**The task**
What you return should be the lines from the first line of the records below through the line holding "point(586, 201)", unchanged.
- - - -
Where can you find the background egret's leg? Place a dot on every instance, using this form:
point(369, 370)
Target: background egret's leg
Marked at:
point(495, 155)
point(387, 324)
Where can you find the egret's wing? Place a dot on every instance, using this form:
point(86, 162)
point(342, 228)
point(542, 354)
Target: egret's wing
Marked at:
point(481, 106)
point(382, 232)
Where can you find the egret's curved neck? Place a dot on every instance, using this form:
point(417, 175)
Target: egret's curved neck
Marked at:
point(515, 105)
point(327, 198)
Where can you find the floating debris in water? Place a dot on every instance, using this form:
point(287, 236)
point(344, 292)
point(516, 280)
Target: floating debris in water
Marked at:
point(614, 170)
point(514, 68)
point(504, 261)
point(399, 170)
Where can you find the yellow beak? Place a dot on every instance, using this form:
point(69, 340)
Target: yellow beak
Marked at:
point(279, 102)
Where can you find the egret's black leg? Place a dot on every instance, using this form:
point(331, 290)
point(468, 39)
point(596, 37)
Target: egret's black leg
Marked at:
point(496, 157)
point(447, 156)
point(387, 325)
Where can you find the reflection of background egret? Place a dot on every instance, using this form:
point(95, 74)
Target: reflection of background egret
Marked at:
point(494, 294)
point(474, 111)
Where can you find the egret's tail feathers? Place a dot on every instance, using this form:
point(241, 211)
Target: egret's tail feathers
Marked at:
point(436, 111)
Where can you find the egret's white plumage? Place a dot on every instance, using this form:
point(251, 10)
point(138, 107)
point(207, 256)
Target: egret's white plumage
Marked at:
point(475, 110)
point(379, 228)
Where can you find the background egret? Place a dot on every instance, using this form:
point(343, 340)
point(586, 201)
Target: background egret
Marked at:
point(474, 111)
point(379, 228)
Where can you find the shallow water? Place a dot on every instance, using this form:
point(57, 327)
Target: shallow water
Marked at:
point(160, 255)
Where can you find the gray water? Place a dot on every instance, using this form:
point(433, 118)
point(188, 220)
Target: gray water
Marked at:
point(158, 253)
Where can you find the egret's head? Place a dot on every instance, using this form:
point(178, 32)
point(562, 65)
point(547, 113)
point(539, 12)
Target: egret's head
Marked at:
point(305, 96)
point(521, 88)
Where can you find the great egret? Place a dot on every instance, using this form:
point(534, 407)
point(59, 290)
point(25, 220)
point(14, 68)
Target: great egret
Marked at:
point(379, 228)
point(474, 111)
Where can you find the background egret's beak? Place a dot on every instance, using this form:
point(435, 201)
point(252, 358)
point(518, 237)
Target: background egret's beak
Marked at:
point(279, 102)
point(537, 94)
- - - -
**Written answer**
Where can you find the background egret's leg? Place a dot on every instance, using this form:
point(369, 370)
Target: background egret's leg
Marked at:
point(495, 155)
point(387, 324)
Where can you find the egret's wing? Place a dot on every instance, using this form:
point(86, 162)
point(342, 228)
point(542, 354)
Target: egret's wing
Marked at:
point(481, 106)
point(382, 232)
Where can you find the egret's curved neck? Place a dot on every instance, using this form:
point(417, 175)
Target: egret's curved neck
Marked at:
point(515, 105)
point(327, 198)
Where can you find the floating debris in water? Place a dot on every instance, using this form:
point(287, 236)
point(344, 292)
point(516, 280)
Target: floating debris in water
Marked at:
point(614, 170)
point(514, 68)
point(504, 261)
point(399, 170)
Where can you find the yellow beak? Place a dot on every instance, using this form:
point(69, 340)
Target: yellow beak
Marked at:
point(279, 102)
Where can you find the egret's black leg? Place a dot on every instance, using this form:
point(331, 290)
point(468, 39)
point(596, 37)
Target: egret's black leg
Marked at:
point(496, 157)
point(447, 156)
point(387, 325)
Where can you find the reflection of background egret? Place a dot on every instance, using this form:
point(95, 74)
Target: reflection of background egret
Marked at:
point(494, 294)
point(474, 111)
Where can you find the egret's tail feathers? Place a dot on every instance, using this form:
point(241, 211)
Target: egret's tail feathers
Marked at:
point(436, 111)
Where can you find the egret's white plumage? Place a dot on every instance, using this form:
point(251, 10)
point(138, 107)
point(207, 256)
Target: egret's white plumage
Marked at:
point(475, 110)
point(379, 228)
Where can you find the background egret? Place a dot on every instance, using this form:
point(343, 340)
point(586, 201)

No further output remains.